Die "Geiz ist geil" Denkweise kann ich nicht verstehen, so ziemlich jedes aktuellere OM-Spiel hat einen Shop um die Entwicklung und die Serverfarmen zu finanzieren. Weiterhin ist es ein Anreiz für Leute mit einem regulären Arbeitsleben gewisse Boni zu bekommen.


----------



## Teacup (7. September 2019)

Gamer090 schrieb:


> Habe mich mal zu verschiedenen MMOs erkundigt, hier mal mein Fazit:
> 
> Im Startbeitrag habe ich geschrieben das ich nicht ein MMO will das all dem ähnlich sieht was ich schon gespielt habe, so ganz konnte mich das Spiel nicht wirklich überzeugen.



Das könnte problematisch werden. 
Auch Spiele wie Skyforge, Black Desert oder GW2 sind irgendwie ähnlich wie WoW oder Rift, obwohl sie spielerisch eher Warhammer online ähneln. sind. Da was zu finden, dass irgendwie vertraut aber doch neu ist dürfte schwer werden. 

Könntest Dir ja noch ansehen:

- The Elder Scrolls Online: Story lastig, aus first person spielbar, typisch Elder Scrolls - aber auch wieder Fantasy-Schwert-Geknüppel

- Destiny2: Shooter, eher Hub-based und nicht wie WoW so richtig open-world. Aber was komplett anderes. Ist das nicht auch F2P mittlerweile?

- Elite Dangerous: Der Weltraum, unendliche Weiten... wieder was wirklich komplett anderes.

Jedes Spiel hat aber seine Ecken und Kanten, mit denen Leben muss


----------



## afrotobi (27. November 2019)

Teste mal Age of Conan, sehr geniale Welt, gute Story und massig geheimnisse. Kleine aber sehr hilfsbereite Community und PVP nur wenn man es möchte!


----------

» **Arbeitsanweisung**
Kannst du aus dem Text über MMOs den Abschnitt zwischen „- The Elder“ und „auch F2P mittlerweile?“, beide eingeschlossen, unverändert wiedergeben?

[Zeilen aus einem Datensatz]
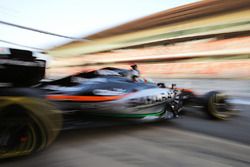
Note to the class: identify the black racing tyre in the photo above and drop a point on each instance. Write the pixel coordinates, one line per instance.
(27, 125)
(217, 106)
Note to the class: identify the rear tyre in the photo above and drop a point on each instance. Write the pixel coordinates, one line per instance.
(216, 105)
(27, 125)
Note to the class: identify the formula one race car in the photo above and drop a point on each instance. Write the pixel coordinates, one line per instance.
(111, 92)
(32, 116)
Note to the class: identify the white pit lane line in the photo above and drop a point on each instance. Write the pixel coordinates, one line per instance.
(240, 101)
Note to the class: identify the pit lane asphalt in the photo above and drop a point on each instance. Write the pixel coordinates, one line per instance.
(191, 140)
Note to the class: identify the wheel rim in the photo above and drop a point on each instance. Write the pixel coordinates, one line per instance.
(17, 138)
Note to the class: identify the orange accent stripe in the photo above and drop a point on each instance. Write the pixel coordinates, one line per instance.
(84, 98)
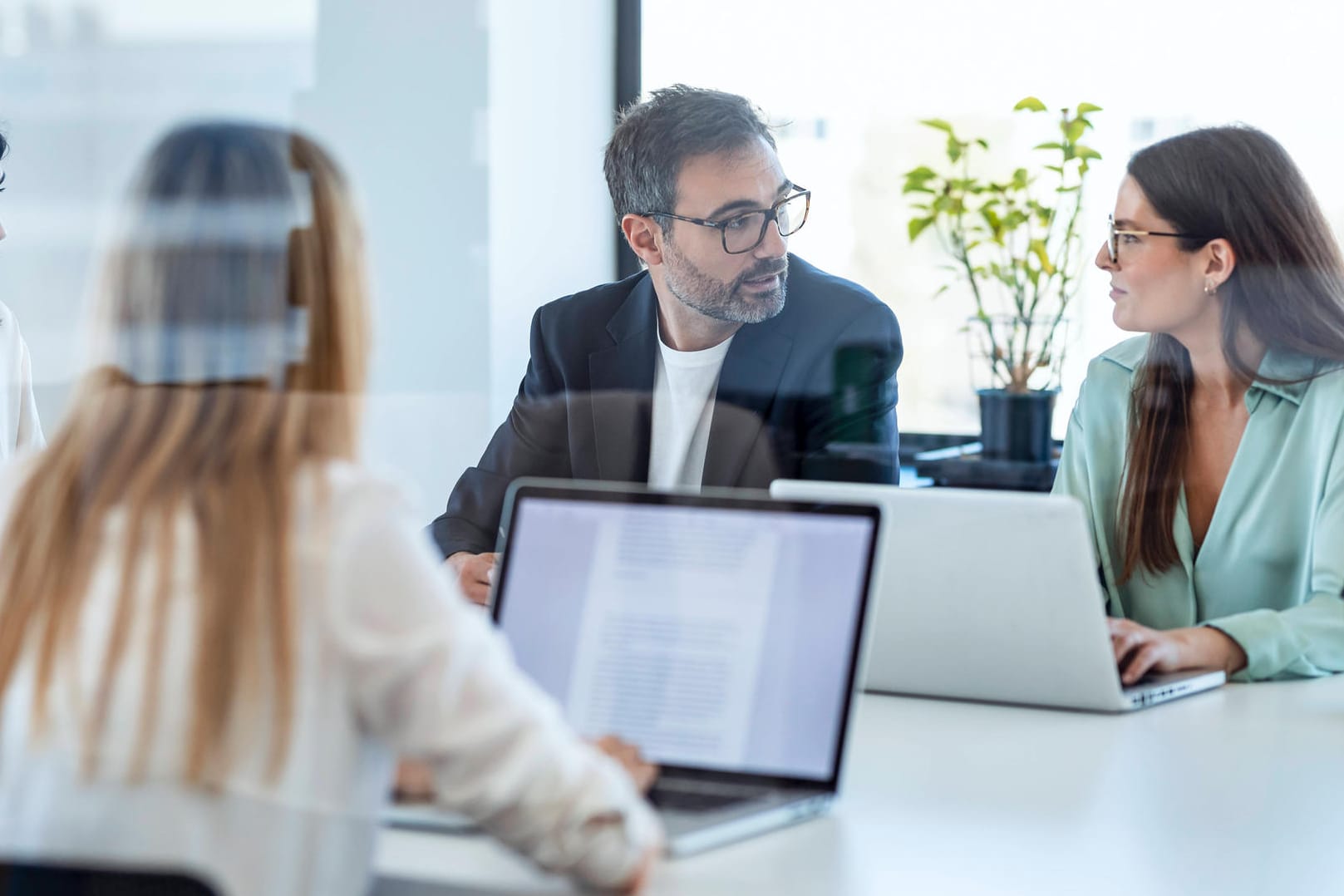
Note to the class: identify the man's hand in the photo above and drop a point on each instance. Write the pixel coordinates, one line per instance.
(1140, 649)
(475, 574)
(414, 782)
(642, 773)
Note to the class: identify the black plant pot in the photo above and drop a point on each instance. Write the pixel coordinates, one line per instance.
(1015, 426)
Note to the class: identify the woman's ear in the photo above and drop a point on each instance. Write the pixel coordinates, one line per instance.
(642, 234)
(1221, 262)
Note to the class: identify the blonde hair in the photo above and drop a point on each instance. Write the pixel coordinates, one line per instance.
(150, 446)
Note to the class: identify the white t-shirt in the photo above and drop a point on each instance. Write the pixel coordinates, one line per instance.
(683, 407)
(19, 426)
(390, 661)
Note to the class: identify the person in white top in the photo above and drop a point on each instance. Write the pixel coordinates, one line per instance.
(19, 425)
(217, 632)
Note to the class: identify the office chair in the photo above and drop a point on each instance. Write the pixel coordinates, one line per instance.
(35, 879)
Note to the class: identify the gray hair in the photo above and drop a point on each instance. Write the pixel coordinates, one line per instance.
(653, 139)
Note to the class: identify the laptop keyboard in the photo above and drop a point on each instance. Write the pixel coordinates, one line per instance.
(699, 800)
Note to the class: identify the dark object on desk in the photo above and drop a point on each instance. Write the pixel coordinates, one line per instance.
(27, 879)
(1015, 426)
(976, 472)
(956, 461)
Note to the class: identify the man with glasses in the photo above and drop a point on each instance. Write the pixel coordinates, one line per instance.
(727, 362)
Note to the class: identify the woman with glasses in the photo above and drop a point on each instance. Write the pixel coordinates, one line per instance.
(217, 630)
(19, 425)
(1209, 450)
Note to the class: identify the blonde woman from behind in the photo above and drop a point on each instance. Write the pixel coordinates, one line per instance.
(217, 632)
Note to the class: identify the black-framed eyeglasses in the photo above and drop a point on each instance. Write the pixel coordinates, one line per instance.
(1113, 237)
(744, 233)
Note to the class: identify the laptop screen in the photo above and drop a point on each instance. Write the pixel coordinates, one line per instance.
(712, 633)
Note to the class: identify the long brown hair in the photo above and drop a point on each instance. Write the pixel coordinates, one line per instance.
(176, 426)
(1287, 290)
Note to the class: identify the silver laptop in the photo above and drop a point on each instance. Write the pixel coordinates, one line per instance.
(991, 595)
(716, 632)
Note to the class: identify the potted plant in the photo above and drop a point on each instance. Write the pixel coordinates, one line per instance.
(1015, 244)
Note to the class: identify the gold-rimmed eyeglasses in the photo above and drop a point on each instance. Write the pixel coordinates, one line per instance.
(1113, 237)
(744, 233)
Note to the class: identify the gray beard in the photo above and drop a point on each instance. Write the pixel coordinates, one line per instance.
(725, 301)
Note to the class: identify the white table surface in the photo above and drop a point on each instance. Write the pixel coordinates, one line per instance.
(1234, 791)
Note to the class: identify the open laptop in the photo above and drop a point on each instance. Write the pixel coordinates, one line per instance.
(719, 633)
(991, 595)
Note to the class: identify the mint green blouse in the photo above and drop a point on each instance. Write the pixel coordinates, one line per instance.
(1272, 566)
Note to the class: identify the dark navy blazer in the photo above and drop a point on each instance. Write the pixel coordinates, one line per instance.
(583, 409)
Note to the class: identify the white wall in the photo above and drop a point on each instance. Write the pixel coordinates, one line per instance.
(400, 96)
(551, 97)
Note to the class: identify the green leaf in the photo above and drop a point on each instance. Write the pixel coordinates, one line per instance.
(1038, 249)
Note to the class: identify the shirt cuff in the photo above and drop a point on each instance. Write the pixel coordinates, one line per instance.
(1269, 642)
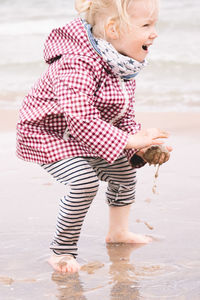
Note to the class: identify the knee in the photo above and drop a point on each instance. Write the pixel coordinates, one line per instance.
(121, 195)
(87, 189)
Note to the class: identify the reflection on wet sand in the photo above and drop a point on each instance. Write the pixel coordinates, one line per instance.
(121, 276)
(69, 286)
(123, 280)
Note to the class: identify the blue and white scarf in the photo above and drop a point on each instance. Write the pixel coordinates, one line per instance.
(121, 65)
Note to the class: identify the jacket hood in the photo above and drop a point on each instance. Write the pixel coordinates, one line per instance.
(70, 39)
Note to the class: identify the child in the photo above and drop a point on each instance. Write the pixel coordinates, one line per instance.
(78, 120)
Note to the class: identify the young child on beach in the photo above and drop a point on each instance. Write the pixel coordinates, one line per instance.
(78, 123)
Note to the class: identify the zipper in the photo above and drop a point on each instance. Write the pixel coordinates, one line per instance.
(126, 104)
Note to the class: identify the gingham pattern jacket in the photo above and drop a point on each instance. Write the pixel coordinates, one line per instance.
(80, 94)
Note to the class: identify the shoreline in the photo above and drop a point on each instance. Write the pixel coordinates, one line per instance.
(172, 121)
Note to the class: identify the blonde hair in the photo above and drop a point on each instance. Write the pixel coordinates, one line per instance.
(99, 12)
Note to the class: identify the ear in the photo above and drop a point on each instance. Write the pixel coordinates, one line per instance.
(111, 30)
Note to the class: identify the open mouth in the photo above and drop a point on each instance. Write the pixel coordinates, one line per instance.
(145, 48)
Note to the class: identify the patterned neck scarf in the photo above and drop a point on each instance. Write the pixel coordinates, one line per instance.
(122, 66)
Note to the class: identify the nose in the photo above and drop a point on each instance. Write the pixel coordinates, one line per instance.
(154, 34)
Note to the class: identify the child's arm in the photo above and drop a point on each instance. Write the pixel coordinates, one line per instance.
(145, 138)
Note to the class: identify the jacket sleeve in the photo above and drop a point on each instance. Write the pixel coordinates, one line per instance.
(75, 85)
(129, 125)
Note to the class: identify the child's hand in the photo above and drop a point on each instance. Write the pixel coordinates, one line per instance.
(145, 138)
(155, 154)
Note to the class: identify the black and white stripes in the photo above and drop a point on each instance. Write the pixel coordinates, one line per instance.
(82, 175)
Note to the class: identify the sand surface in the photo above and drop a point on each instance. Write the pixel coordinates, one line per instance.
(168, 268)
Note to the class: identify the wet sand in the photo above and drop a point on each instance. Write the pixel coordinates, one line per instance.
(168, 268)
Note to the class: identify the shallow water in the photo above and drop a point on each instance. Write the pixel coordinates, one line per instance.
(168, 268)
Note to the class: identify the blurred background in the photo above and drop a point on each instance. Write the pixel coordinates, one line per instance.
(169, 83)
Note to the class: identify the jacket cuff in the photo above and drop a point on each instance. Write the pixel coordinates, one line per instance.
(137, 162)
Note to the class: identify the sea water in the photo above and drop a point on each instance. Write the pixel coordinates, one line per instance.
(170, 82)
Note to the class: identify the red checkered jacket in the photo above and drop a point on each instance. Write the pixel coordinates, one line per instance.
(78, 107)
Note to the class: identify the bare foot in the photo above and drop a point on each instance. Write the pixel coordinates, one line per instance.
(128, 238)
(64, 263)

* * *

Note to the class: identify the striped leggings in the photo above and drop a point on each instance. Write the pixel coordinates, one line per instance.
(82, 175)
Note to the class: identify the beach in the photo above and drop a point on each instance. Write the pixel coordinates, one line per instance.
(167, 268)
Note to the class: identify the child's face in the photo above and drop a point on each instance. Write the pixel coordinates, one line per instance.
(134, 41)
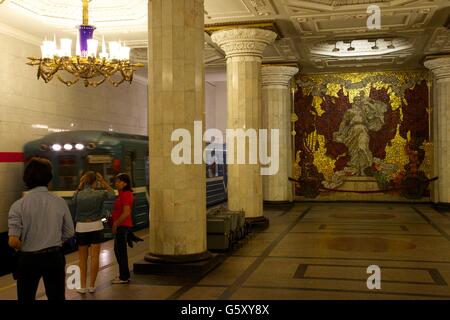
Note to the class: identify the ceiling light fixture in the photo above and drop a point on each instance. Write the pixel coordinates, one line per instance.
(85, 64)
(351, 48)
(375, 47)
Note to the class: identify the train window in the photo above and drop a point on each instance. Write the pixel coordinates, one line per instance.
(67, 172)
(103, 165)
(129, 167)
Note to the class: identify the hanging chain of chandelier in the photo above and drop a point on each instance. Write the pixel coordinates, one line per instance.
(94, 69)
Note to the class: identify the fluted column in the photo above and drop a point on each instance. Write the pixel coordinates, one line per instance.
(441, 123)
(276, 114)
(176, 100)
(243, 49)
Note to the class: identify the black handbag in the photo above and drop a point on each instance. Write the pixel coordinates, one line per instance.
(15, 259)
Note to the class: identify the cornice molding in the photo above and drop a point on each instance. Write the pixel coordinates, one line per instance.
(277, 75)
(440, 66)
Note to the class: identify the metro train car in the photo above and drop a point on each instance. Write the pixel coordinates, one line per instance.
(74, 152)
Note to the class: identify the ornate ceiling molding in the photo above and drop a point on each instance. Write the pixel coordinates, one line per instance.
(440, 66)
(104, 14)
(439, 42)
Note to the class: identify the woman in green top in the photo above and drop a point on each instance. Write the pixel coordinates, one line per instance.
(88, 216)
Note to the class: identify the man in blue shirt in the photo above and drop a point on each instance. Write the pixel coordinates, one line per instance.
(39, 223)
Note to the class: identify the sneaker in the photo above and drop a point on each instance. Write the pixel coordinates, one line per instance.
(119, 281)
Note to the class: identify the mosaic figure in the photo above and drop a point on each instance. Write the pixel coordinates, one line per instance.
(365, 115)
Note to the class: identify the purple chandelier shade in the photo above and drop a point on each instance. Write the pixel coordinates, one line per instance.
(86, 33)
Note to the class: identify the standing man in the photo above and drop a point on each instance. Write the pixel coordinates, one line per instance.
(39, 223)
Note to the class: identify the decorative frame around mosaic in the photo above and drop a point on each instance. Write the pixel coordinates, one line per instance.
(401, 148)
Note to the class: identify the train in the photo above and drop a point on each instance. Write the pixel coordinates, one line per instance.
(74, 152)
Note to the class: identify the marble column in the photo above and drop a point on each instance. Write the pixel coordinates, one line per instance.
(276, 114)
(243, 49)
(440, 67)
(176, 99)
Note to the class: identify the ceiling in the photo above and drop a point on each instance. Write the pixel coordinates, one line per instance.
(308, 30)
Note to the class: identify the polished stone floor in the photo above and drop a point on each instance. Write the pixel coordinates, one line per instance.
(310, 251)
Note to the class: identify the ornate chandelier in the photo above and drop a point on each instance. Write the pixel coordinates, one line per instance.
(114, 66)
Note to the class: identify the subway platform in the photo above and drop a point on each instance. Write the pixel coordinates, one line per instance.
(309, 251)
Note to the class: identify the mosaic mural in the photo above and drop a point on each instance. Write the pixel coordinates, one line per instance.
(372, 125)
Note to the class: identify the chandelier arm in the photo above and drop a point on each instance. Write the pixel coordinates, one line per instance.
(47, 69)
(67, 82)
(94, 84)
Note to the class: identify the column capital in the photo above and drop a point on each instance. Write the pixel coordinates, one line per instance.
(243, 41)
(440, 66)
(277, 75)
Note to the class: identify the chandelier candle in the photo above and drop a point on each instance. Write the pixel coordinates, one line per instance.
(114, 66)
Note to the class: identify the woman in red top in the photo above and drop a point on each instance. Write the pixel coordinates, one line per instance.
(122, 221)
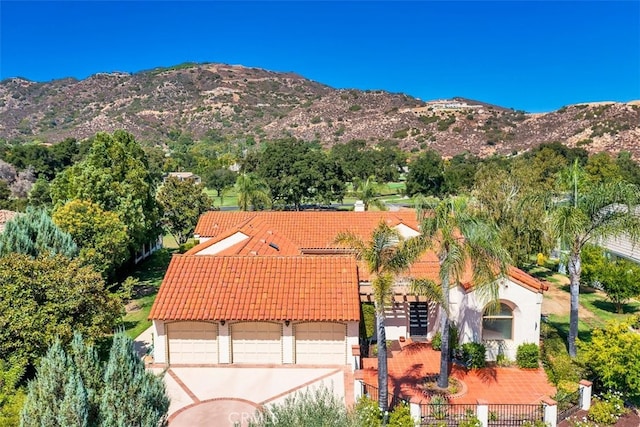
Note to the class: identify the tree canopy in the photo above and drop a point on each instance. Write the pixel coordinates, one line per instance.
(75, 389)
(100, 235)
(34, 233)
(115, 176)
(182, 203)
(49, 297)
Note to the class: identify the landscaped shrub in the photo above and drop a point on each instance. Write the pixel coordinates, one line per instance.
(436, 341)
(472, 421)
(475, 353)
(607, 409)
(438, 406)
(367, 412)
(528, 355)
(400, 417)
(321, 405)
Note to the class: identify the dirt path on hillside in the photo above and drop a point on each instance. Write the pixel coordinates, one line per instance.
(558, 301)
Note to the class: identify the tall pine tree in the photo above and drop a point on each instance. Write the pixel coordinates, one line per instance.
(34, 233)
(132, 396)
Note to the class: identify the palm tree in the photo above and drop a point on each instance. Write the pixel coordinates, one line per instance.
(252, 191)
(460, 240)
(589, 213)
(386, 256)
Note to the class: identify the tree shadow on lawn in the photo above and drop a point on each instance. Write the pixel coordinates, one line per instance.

* * *

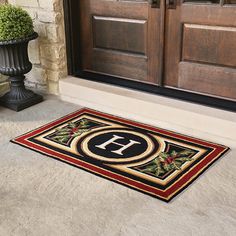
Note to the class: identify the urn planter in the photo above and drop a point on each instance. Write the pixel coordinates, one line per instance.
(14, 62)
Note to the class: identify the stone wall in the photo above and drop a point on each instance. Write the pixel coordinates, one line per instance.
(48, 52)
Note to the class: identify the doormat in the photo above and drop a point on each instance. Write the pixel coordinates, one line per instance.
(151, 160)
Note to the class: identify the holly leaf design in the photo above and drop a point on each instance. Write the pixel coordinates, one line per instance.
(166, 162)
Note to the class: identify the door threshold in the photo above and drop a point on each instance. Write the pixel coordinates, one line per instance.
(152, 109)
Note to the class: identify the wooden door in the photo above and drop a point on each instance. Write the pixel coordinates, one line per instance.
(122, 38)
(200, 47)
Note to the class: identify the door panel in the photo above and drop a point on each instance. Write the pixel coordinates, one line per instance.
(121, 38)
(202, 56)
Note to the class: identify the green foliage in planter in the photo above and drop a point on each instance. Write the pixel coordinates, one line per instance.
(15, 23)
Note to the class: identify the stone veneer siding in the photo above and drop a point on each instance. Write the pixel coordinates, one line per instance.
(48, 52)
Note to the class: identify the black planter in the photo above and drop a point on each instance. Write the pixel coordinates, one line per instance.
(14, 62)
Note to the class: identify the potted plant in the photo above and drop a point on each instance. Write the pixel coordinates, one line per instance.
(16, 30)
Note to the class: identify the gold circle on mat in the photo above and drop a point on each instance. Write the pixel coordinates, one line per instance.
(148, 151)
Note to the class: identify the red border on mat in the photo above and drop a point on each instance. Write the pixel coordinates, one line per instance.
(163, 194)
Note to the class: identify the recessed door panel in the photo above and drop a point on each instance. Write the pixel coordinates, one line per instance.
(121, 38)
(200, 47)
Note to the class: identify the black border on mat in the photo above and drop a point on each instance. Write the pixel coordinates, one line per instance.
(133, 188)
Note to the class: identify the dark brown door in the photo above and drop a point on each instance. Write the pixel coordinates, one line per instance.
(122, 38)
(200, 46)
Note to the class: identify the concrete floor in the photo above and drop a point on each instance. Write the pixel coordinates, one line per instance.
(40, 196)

» **Antwort**
- The Elder Scrolls Online: Story lastig, aus first person spielbar, typisch Elder Scrolls - aber auch wieder Fantasy-Schwert-Geknüppel

- Destiny2: Shooter, eher Hub-based und nicht wie WoW so richtig open-world. Aber was komplett anderes. Ist das nicht auch F2P mittlerweile?